◆ **Task objective**: Return the complete listing without omission.

** Provided records follows **

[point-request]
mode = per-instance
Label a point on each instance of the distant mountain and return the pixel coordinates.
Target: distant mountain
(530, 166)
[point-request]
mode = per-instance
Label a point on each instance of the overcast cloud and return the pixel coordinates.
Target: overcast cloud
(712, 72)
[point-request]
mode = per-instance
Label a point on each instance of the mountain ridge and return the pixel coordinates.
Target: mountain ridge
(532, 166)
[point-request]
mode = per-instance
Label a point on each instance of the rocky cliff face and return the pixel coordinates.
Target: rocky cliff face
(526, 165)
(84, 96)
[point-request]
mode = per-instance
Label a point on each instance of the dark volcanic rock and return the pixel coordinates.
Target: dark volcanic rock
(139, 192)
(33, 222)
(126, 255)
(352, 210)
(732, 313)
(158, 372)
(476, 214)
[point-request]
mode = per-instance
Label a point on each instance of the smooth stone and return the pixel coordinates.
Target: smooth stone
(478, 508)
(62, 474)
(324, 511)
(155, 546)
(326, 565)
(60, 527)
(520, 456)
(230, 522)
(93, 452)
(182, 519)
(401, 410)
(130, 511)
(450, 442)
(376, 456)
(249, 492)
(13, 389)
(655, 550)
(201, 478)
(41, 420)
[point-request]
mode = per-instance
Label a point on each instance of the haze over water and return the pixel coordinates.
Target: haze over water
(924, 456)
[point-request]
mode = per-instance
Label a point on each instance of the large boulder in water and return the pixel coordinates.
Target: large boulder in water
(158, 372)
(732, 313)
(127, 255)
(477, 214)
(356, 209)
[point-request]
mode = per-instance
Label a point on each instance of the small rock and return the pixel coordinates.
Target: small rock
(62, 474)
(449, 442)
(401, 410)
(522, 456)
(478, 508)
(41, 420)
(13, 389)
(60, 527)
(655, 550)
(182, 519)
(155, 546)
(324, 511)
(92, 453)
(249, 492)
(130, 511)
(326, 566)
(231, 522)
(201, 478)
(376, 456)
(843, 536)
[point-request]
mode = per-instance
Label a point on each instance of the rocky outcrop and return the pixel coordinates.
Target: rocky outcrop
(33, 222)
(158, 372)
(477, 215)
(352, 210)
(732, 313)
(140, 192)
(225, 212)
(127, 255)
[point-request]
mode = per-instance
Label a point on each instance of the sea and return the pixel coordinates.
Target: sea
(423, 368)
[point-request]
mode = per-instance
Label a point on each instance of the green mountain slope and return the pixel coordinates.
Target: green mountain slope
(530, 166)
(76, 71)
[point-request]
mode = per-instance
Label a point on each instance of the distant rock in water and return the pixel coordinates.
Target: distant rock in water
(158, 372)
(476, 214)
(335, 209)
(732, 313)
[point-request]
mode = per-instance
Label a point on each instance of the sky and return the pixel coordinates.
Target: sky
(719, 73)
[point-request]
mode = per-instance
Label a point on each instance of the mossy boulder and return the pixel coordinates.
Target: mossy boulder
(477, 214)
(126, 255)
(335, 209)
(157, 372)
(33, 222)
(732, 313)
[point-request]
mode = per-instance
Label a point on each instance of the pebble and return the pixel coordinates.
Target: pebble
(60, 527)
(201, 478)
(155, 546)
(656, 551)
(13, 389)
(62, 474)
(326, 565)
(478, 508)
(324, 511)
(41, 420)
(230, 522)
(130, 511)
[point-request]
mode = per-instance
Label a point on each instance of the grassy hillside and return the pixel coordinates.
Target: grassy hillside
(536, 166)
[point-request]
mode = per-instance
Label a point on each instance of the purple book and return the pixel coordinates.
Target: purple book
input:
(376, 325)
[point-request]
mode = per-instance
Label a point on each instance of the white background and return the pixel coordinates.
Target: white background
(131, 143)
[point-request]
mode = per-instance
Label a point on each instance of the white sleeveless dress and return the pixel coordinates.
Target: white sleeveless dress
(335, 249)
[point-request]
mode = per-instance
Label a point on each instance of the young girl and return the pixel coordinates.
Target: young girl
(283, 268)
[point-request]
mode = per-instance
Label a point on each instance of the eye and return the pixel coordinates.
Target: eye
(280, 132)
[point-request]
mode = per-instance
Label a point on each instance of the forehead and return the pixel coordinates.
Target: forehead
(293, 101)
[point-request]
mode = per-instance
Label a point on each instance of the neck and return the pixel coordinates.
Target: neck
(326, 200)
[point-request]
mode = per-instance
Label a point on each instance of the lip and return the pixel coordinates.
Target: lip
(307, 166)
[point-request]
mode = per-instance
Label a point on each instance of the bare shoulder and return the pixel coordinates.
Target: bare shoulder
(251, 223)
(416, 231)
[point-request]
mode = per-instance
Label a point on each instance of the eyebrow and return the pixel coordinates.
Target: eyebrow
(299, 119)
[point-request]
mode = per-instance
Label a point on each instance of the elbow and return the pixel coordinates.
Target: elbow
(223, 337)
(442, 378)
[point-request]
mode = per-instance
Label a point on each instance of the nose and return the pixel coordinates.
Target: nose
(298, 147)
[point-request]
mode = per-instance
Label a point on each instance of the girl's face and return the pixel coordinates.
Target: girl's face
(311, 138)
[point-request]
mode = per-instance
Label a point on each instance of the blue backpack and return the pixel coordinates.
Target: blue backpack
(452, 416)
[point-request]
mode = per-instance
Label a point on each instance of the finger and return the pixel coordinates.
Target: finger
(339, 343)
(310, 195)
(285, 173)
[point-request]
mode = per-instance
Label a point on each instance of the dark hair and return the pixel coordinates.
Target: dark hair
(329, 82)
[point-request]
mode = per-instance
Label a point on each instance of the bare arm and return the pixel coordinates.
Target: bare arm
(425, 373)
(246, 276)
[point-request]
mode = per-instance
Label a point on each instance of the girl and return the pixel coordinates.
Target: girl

** End of Provided records **

◆ **Answer box**:
[point-request]
mode = per-instance
Label a point on each instance of the distant mountain and return the pixel coordinates.
Target: distant mountain
(530, 166)
[point-request]
mode = per-instance
Label a point on each instance of the overcast cloud and return the pixel coordinates.
Target: overcast cloud
(712, 72)
[point-request]
mode = per-instance
Label a point on each instance of the mountain ridge and return the pixel coordinates.
Target: mountain ridge
(532, 166)
[point-request]
mode = per-instance
Label a point on each instance of the rocky cliff face and return the pixel coordinates.
Target: rocky cliff face
(526, 165)
(84, 96)
[point-request]
mode = per-instance
Label a point on each instance of the dark volcanic rock and return the pixel coordinates.
Target: dark volcanic rock
(139, 192)
(33, 222)
(126, 255)
(352, 210)
(732, 313)
(158, 372)
(476, 214)
[point-request]
mode = per-instance
Label a point on each instance of the smooth stone and return the pixel coordinates.
Target: smooth stone
(478, 508)
(62, 474)
(324, 511)
(155, 546)
(326, 565)
(60, 527)
(520, 456)
(230, 522)
(93, 452)
(182, 519)
(401, 410)
(130, 511)
(450, 442)
(376, 456)
(249, 492)
(13, 389)
(655, 550)
(201, 478)
(41, 420)
[point-request]
mode = per-instance
Label a point on each instance of the haze over water and return the pixel coordinates.
Target: haze over water
(924, 456)
[point-request]
mode = per-instance
Label a point on each instance of the large boulder in water and return the pixel coordinates.
Target: large boulder in water
(158, 372)
(732, 313)
(127, 255)
(477, 214)
(356, 209)
[point-request]
mode = per-instance
Label a point on each instance of the small rock and return the pixel coordinates.
Target: small rock
(62, 474)
(449, 442)
(401, 410)
(522, 456)
(478, 508)
(41, 420)
(13, 389)
(60, 527)
(655, 550)
(182, 519)
(155, 546)
(324, 511)
(92, 453)
(249, 492)
(130, 511)
(326, 566)
(231, 522)
(201, 478)
(376, 456)
(843, 536)
[point-request]
mode = per-instance
Label a point on each instance of the rocky outcrop and return the pixel coordinates.
Target: rocky outcrop
(33, 222)
(158, 372)
(477, 215)
(352, 210)
(732, 313)
(140, 192)
(225, 212)
(127, 255)
[point-request]
mode = per-instance
Label a point on each instance of the sea and return the pixel coordinates.
Target: sea
(423, 368)
[point-request]
mode = per-instance
Label a point on each instance of the green mountain slope and return the pixel coordinates.
Target: green mountain slope
(530, 166)
(76, 71)
[point-request]
mode = per-instance
Label a point on each instance of the distant rock in water and return the pixel coordinates.
Target: distant rock in water
(158, 372)
(476, 214)
(335, 209)
(732, 313)
[point-request]
mode = per-instance
Label a point on each instance of the sky and return the pixel coordinates.
Target: sky
(719, 73)
[point-request]
mode = per-instance
Label a point on each instance of the mossy boulder and return the pixel coordinates.
Target: mossy boulder
(477, 214)
(126, 255)
(335, 209)
(157, 372)
(33, 222)
(732, 313)
[point-request]
mode = per-instance
Label a point on each instance of the pebble and return the pixel coordinates.
Target: pebble
(60, 527)
(201, 478)
(155, 546)
(656, 551)
(13, 389)
(62, 474)
(326, 565)
(478, 508)
(324, 511)
(41, 420)
(230, 522)
(130, 511)
[point-request]
mode = per-instance
Label a point on each instance of the grassy hillside and return the pixel coordinates.
Target: grassy hillside
(536, 166)
[point-request]
mode = per-instance
Label a point on each instance of the purple book and return the pixel coordinates.
Target: purple book
input:
(376, 325)
[point-request]
mode = per-instance
Label a point on each instance of the white background and return the pixel coordinates.
Target: white background
(131, 143)
[point-request]
mode = per-instance
Label a point on each instance of the white sleeveless dress and return the pixel coordinates.
Target: white sleeveless dress
(335, 249)
[point-request]
mode = per-instance
Label a point on each instance of the young girl and return the pixel coordinates.
Target: young girl
(283, 268)
[point-request]
mode = per-instance
Label a point on each instance of the eye and return the pixel coordinates.
Target: eye
(280, 132)
[point-request]
mode = per-instance
Label a point on each instance of the forehead and return the pixel coordinates.
Target: forehead
(293, 101)
[point-request]
mode = per-instance
Label a point on each instance of the neck and return the pixel coordinates.
Target: neck
(326, 200)
[point-request]
mode = per-instance
Label a point on each instance of the lip and return the pixel coordinates.
Target: lip
(307, 166)
[point-request]
mode = per-instance
Label a point on each instance of the bare shoulder and return the pixel coordinates.
Target: bare shoulder
(251, 223)
(416, 231)
[point-request]
mode = per-instance
Label a point on each instance of the eyebrow and return the pixel coordinates.
Target: eyebrow
(299, 119)
[point-request]
mode = per-instance
Label a point on each instance of the elbow and return the pixel coordinates.
Target: elbow
(223, 337)
(442, 378)
[point-request]
mode = per-instance
Label a point on each instance of the nose and return the pixel coordinates.
Target: nose
(298, 147)
[point-request]
mode = per-instance
Label a point on each instance of the girl's face and return the pixel coordinates.
Target: girl's face
(311, 138)
[point-request]
mode = per-instance
Label a point on each instance of the blue backpack and return the pixel coordinates.
Target: blue backpack
(452, 416)
[point-request]
mode = per-instance
Label a point on each instance of the finger and return the pixel coordinates.
Target: finger
(339, 343)
(310, 195)
(285, 173)
[point-request]
mode = per-instance
Label a point on each instance of the dark hair and return the pixel coordinates.
Target: dark hair
(329, 82)
[point-request]
mode = per-instance
Label a point on each instance of the bare arm and return the pixel coordinates.
Target: bare arm
(425, 373)
(246, 276)
[point-request]
mode = per-instance
Label a point on each instance of the girl and return the pixel coordinates.
Target: girl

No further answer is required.